╭──

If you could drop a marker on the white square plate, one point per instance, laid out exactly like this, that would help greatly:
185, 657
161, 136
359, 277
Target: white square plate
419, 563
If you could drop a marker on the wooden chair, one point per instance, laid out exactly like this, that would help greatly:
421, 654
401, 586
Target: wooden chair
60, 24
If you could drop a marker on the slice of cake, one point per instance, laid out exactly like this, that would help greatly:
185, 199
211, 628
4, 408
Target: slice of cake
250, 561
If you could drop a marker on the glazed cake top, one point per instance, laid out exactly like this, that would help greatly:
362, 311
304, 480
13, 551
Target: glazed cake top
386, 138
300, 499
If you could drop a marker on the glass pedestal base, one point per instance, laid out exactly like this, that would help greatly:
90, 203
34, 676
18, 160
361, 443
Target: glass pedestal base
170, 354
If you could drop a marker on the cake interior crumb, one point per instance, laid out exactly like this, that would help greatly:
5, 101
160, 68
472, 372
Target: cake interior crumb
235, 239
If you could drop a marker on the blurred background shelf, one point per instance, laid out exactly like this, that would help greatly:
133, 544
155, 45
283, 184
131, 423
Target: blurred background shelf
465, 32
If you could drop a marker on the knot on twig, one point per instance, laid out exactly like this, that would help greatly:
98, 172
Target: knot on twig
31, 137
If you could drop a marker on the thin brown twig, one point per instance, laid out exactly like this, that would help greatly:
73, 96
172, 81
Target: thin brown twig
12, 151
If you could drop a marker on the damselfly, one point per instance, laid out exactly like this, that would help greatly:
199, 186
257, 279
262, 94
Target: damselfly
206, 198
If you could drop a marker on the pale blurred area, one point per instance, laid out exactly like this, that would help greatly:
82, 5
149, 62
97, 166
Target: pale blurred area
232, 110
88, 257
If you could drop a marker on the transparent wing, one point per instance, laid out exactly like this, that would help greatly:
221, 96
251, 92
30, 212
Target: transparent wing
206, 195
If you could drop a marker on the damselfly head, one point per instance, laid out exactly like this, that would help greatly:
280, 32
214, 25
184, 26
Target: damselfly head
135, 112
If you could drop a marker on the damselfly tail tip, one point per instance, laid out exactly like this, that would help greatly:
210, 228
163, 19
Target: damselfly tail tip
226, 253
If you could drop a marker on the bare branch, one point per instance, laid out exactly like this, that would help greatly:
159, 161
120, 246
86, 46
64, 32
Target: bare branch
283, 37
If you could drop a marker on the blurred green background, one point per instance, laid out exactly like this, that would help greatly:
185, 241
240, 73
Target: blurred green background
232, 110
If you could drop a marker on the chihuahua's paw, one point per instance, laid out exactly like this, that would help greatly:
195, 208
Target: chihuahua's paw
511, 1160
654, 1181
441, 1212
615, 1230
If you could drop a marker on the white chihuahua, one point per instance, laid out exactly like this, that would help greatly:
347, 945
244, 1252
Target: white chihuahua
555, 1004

╰──

• [To do]
Would you repeat all of the entries exactly?

• [Answer to this problem]
If you could drop a marker on the white square plate, one point per instance, laid out exactly like this, that would help greatly:
185, 657
161, 136
359, 277
Target: white square plate
419, 563
If you could drop a marker on the wooden chair, one point per instance, laid out exactly like this, that would help greatly:
421, 654
401, 586
Target: wooden chair
60, 24
If you could drop a marker on the slice of cake, one point per instance, laid out exactly like this, that would help greatly:
185, 199
211, 628
4, 408
Target: slice of cake
250, 561
If you could drop a marker on the glazed cake top, one point per instance, laid out exactly like this, that would help greatly:
362, 311
304, 480
13, 551
Target: glazed cake top
386, 138
300, 499
If you could drop a marker on the glass pedestal base, one point per instance, laid out exactly like this, that would help greatly:
90, 203
34, 676
18, 160
361, 443
Target: glass pedestal base
170, 354
If you could drop a marker on the cake interior crumb, one point per instance, laid out exactly like this, that would help greatly:
5, 101
160, 68
472, 372
Target: cake interior crumb
235, 239
If you could drop a marker on the blurred background shelf, one point per instance, laid out exactly like this, that would help greatly:
133, 544
155, 45
283, 184
131, 423
Target: blurred background shelf
465, 32
If you could drop a marker on the knot on twig, one point per instance, laid out exactly like this, that would help greatly:
98, 172
Target: knot on twig
31, 137
If you could drop a marker on the thin brown twig, one point per instance, laid out exactly like this, that would help greatly:
73, 96
172, 81
Target: thin brown twig
12, 151
If you could drop a marker on the damselfly, one point per instance, laid out exactly like this, that would help greatly:
199, 186
257, 279
262, 94
Target: damselfly
206, 198
If you could drop a marker on the pale blurred area, one point per instance, laid out exactly like this, that would help greatly:
82, 5
149, 62
97, 166
Target: pale blurred area
232, 110
88, 257
If you could drop a marker on the transparent wing, one point per instance, laid out exactly like this, that would help greatly:
221, 96
251, 92
30, 212
Target: transparent wing
206, 195
If you could drop a marker on the damselfly head, one point per instance, laid out exactly like this, that would help greatly:
280, 32
214, 25
184, 26
Target: damselfly head
135, 112
If you could drop a marker on the damselfly tail tip, one point per instance, laid out exactly like this, that would help greatly:
210, 228
163, 19
Target: damselfly tail tip
226, 253
If you could drop a marker on the bare branch, one point per instance, laid out exactly like this, that would help greatly:
159, 161
120, 246
86, 46
64, 32
Target: bare branch
283, 37
If you could drop a marker on the blurred green background, one point per instance, laid out exactly like this, that would help greatly:
185, 241
240, 73
Target: blurred green background
232, 110
If you could drop a marker on the chihuahua's paw, one point per instance, laid out exactly like this, that would help greatly:
195, 208
Target: chihuahua's paw
511, 1160
654, 1181
441, 1212
615, 1230
If you could drop a marker on the white chihuahua, one point per instance, laid out exactly like this, that would help greatly:
347, 945
244, 1252
Target: white chihuahua
555, 1004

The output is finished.